# [Teks Kutipan]
<<<<

Dunia

Manuskrip Sutra China Berumur 2.300 Tahun Berhasil Dipulangkan

Beijing (KLiCk) – Pada Minggu (18/5) dini hari, sebuah penerbangan komersial dari Washington DC mendarat di Beijing, mengangkut muatan budaya yang luar biasa, yakni koleksi fragmen manuskrip sutra kuno China, yang berasal dari periode Negara-Negara Berperang (Warring States) pada 475-221 SM.

Tanpa diketahui oleh sebagian besar penumpang, perjalanan mereka berbarengan dengan salah satu repatriasi budaya paling signifikan di China hingga saat ini.

Dikembalikan oleh Museum Seni Asia Nasional Smithsonian pada Jumat (16/5), fragmen-fragmen itu merupakan bagian dari “Wuxing Ling” dan “Gongshou Zhan”, dua jilid terakhir dari Manuskrip Sutra Zidanku. Jilid pertamanya sebagian besar masih utuh meski disimpan lama di luar China.

Artikel Terkait

Secara kolektif, manuskrip sutra yang berisi lebih dari 900 aksara Mandarin itu merupakan contoh teks sutra paling tua yang ditemukan hingga saat ini sekaligus buku China klasik tertua dalam arti sebenarnya.

“Wuxing Ling” terdiri dari ilustrasi bulan kalender lunar yang disertai dengan teks penjelasan, mencatat pantangan musiman dan praktik-praktik yang mendatangkan keberuntungan di sepanjang tahun.

“Gongshou Zhan” menampilkan naskah yang disusun dalam formasi melingkar yang langka dan dibaca searah jarum jam, mengindikasikan arah, tanggal, serta waktu yang menguntungkan dan tidak menguntungkan dalam menyerang dan mempertahankan kota.

Manuskrip Sutra Zidanku sudah ada seabad lebih sebelum “Gulungan Laut Mati” yang terkenal. Naskah luar biasa itu memberikan wawasan tentang kosmologi kuno China, filosofi temporal, dan interpretasi eksistensi umat manusia.

>>>>

# [Tugas Latihan]
1 - Tulis ulang bagian berita manuskrip sutra, mulai dari "Manuskrip Sutra Zidanku sudah" dan berakhir pada "eksistensi umat manusia.".
2 - Dalam berita manuskrip sutra, museum apa yang mengembalikan fragmen-fragmen manuskrip tersebut?
3 - Lanjutkan berita manuskrip sutra itu, dimulai sesudah kalimat terakhirnya.

# [Materi yang Disediakan]

<<<<

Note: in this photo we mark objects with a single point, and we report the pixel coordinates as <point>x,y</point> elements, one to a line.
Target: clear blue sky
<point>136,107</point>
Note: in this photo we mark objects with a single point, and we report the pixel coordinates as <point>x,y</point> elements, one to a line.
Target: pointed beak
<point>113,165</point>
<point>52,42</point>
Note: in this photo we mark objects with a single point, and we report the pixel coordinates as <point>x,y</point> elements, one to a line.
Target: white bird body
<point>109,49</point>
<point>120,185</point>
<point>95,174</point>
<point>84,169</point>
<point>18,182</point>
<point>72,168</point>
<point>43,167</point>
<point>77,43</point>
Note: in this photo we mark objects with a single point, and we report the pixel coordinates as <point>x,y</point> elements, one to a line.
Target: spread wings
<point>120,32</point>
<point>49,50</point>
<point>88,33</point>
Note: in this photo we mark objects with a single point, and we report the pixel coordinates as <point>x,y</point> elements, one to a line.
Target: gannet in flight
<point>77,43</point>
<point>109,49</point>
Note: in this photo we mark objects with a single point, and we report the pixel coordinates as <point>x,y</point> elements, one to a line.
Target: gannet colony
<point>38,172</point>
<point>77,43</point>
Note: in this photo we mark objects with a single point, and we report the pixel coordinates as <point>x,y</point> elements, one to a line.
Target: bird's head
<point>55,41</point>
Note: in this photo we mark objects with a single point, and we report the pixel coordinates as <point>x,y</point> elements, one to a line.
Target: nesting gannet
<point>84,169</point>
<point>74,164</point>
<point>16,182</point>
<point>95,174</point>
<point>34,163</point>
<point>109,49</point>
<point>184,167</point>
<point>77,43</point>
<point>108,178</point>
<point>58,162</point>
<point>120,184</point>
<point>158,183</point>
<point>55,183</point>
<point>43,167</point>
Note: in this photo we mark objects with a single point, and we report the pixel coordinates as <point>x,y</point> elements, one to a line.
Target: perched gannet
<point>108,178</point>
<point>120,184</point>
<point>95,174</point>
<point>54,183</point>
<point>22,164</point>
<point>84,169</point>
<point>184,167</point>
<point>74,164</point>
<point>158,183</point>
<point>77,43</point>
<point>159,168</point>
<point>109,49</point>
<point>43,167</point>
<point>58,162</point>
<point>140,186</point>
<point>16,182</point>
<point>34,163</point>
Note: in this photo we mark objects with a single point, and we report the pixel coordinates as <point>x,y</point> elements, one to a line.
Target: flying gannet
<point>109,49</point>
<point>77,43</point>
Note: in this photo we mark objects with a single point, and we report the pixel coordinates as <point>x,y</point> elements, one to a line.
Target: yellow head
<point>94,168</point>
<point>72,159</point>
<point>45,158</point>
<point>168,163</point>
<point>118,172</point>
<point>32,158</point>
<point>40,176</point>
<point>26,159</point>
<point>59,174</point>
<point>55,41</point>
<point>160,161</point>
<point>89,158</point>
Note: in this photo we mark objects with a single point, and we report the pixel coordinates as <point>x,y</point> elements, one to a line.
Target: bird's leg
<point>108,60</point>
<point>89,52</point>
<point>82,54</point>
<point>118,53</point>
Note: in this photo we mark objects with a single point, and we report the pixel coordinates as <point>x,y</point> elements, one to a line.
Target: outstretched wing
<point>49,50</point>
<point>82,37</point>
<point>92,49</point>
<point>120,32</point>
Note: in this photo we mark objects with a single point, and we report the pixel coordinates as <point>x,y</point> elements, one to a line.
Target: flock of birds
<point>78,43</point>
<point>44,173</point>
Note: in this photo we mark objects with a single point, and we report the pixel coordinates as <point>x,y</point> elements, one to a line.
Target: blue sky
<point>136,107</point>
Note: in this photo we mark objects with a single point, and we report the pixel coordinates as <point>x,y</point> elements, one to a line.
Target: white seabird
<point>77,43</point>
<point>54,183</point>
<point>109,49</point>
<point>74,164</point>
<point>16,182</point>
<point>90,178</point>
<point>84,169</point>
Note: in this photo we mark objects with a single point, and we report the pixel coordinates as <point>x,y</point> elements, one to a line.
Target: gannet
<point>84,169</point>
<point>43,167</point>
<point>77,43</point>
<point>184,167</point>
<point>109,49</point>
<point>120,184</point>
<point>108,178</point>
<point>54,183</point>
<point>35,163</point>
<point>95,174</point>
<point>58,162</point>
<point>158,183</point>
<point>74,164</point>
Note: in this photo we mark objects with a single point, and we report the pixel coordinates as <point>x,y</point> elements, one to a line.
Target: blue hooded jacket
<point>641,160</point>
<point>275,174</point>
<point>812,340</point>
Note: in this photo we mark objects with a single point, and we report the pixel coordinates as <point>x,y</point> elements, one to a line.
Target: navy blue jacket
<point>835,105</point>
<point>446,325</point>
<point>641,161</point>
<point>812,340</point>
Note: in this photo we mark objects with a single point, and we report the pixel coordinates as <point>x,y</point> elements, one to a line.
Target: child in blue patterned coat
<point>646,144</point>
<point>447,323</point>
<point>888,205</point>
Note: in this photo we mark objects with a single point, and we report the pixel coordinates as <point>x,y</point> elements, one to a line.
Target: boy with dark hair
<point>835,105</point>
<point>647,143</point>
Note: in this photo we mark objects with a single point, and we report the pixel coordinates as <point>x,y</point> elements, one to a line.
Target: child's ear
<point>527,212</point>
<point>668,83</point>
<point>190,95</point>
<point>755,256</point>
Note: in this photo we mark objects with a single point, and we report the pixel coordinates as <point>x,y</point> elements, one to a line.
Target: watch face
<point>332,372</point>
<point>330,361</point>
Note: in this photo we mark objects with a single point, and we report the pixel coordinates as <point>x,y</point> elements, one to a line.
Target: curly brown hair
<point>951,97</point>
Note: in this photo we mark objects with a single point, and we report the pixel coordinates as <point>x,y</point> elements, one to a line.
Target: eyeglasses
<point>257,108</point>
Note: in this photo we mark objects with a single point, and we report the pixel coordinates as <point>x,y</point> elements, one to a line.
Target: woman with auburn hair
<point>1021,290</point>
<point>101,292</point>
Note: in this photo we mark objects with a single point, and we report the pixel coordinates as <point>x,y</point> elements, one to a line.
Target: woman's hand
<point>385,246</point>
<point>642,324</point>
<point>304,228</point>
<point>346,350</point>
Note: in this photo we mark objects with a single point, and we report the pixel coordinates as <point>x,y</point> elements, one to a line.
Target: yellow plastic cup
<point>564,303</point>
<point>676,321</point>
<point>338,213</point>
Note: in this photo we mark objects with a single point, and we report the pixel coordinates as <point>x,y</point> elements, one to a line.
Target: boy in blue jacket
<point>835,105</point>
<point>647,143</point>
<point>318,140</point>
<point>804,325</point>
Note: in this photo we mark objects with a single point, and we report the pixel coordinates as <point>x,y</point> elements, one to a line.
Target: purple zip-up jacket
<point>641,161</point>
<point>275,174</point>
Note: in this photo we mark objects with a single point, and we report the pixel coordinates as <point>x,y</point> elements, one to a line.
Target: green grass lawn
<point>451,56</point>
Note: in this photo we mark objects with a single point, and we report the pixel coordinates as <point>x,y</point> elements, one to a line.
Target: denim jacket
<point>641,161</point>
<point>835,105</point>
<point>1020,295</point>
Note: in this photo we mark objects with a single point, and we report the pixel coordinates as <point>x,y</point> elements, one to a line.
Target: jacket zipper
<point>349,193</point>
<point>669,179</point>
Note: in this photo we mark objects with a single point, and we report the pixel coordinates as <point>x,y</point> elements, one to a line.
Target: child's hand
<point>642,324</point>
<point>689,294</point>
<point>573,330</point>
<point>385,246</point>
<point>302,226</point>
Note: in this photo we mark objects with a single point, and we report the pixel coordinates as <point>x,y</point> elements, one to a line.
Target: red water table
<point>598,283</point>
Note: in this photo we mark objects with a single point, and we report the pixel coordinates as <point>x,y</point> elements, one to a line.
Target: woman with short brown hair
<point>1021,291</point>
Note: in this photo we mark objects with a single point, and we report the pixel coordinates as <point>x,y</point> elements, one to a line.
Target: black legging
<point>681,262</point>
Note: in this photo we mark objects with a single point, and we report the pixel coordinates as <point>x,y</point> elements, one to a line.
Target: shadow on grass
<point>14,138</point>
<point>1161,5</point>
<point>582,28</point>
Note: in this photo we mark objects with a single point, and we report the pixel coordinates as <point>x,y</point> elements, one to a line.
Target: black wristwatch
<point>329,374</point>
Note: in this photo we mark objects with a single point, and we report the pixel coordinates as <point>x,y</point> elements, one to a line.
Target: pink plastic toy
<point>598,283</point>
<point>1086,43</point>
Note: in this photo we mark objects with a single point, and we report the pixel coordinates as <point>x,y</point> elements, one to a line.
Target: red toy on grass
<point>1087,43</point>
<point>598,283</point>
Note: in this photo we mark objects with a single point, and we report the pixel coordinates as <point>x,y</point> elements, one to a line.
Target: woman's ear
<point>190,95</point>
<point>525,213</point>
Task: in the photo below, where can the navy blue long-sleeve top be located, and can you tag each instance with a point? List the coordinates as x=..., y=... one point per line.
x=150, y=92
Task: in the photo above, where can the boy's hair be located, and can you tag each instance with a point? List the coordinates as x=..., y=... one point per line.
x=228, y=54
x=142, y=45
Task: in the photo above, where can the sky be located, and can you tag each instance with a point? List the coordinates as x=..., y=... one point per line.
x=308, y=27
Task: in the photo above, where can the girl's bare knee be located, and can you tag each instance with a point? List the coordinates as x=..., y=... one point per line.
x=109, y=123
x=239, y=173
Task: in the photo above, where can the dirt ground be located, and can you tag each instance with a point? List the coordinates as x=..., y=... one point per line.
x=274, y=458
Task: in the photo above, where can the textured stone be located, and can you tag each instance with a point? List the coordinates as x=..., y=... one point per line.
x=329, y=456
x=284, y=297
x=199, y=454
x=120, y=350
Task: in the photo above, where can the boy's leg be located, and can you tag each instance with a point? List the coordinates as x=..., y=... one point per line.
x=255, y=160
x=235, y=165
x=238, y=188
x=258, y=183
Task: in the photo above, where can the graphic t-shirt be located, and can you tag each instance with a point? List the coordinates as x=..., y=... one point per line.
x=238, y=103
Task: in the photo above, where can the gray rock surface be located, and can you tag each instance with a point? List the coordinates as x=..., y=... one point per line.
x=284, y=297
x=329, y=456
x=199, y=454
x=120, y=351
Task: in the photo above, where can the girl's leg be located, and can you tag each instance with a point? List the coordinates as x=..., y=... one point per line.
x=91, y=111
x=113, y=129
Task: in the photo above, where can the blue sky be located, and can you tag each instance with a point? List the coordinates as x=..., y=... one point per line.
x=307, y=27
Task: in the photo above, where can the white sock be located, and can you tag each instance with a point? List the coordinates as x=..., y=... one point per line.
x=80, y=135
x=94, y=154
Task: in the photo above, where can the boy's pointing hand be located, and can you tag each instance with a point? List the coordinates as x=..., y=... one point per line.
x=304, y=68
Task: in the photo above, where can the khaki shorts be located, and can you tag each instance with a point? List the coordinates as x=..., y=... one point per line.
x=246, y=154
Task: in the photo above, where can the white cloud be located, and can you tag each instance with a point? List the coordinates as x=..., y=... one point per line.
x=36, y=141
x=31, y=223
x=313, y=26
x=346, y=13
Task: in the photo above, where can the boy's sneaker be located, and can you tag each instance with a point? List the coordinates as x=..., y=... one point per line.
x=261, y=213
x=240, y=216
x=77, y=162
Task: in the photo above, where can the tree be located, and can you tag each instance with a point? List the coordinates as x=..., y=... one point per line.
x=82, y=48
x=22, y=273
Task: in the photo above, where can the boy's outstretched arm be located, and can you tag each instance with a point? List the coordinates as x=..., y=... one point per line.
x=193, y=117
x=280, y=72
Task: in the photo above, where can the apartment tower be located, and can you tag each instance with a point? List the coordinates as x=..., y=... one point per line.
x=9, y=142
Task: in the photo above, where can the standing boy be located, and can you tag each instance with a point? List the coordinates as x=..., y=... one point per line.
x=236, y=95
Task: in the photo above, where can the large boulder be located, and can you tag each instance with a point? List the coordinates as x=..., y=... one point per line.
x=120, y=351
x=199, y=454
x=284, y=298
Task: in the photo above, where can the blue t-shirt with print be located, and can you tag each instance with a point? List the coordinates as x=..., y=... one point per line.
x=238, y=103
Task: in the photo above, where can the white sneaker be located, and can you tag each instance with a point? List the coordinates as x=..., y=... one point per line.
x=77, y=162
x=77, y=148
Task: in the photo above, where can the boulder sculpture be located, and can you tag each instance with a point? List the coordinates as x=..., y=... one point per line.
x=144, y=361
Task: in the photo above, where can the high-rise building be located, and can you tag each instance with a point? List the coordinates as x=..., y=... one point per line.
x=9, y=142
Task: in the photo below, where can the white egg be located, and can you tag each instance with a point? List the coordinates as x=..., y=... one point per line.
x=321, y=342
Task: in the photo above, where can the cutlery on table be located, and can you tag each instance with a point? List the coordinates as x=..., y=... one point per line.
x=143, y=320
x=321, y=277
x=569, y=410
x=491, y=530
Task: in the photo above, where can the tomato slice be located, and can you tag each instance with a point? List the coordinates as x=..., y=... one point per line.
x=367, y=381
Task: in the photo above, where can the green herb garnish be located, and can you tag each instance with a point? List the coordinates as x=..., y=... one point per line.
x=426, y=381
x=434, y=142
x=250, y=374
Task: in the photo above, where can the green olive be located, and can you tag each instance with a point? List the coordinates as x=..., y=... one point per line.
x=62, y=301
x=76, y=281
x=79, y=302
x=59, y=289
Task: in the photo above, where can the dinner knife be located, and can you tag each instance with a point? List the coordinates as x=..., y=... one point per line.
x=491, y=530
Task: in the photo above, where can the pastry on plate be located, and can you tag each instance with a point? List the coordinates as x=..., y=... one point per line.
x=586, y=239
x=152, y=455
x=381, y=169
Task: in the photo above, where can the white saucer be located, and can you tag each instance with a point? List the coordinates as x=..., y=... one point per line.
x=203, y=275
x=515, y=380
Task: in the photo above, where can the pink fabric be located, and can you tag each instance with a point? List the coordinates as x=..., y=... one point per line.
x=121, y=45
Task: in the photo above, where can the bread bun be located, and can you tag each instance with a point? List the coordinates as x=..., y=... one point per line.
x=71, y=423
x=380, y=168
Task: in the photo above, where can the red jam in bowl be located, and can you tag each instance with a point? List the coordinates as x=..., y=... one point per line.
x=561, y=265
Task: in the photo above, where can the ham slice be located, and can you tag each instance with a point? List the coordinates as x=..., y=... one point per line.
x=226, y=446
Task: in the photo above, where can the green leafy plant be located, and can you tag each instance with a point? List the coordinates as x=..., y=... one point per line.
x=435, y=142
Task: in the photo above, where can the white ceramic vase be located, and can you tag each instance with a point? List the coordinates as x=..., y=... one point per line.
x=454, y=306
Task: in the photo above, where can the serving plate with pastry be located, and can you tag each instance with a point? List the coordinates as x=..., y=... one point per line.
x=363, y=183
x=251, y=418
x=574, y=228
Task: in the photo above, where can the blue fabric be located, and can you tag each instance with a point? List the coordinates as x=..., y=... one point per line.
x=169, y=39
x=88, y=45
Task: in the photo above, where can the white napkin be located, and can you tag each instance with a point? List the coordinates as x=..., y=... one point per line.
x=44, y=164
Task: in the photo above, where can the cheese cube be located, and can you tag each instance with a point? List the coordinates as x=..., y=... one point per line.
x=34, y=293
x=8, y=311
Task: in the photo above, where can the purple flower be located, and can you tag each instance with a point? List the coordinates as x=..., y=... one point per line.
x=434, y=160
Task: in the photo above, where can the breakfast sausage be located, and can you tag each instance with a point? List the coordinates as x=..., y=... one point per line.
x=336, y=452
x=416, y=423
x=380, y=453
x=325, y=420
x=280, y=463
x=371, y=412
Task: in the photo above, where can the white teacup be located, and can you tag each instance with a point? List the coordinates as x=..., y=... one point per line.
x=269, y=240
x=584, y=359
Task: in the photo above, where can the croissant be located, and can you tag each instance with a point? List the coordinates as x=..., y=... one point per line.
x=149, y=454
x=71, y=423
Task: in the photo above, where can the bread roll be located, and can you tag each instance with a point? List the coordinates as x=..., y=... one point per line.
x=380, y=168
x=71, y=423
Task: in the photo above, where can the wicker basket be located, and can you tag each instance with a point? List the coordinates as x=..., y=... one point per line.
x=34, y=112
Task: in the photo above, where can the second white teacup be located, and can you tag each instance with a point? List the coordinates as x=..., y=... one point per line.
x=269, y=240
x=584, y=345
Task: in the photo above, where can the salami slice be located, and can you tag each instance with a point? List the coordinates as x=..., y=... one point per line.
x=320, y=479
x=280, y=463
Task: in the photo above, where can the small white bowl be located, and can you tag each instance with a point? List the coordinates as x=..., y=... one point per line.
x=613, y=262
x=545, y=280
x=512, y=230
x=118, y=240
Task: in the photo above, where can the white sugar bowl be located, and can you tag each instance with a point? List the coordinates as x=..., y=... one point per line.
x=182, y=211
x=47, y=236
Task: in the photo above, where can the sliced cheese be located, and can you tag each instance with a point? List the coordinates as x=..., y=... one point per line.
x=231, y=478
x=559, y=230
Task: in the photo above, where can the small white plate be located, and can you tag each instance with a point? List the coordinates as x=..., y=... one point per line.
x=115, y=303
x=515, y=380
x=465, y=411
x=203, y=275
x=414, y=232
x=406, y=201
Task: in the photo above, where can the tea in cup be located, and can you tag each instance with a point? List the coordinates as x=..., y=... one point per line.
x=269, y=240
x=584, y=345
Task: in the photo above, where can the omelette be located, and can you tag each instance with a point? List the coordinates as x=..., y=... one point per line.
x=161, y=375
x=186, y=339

>>>>

# [Kunci Jawaban]
1 -
Manuskrip Sutra Zidanku sudah ada seabad lebih sebelum “Gulungan Laut Mati” yang terkenal. Naskah luar biasa itu memberikan wawasan tentang kosmologi kuno China, filosofi temporal, dan interpretasi eksistensi umat manusia.

2 - Museum Seni Asia Nasional Smithsonian.

3 -
“Dokumen-dokumen tersebut memiliki makna yang sangat penting bagi studi aksara dan literatur Mandarin kuno, serta sejarah akademis dan ideologi China,” ujar profesor Li Ling dari Universitas Peking, yang menghabiskan waktu lebih dari 40 tahun untuk menelusuri asal-usul manuskrip tersebut.

Para penjarah makam mencuri manuskrip sutra tersebut dari makam negara Chu di situs Zidanku di Changsha, Provinsi Hunan, pada 1942. Empat tahun kemudian, manuskrip sutra tersebut diselundupkan ke luar China.

Kembalinya manuskrip tersebut menginspirasi banyak warga China. “Selamat datang kembali, harta karun nasional. Saya berharap semakin banyak peninggalan budaya yang hilang di luar negeri dapat direpatriasi segera,” kata seorang pengguna platform media sosial China Weibo saat mengomentari hal ini.

Repatriasi tersebut difasilitasi oleh beberapa faktor, salah satunya Nota Kesepahaman (Memorandum of Understanding/MoU) antarpemerintah antara China dan Amerika Serikat (AS), yang memberlakukan pembatasan impor terhadap material arkeologis dan artefak budaya China.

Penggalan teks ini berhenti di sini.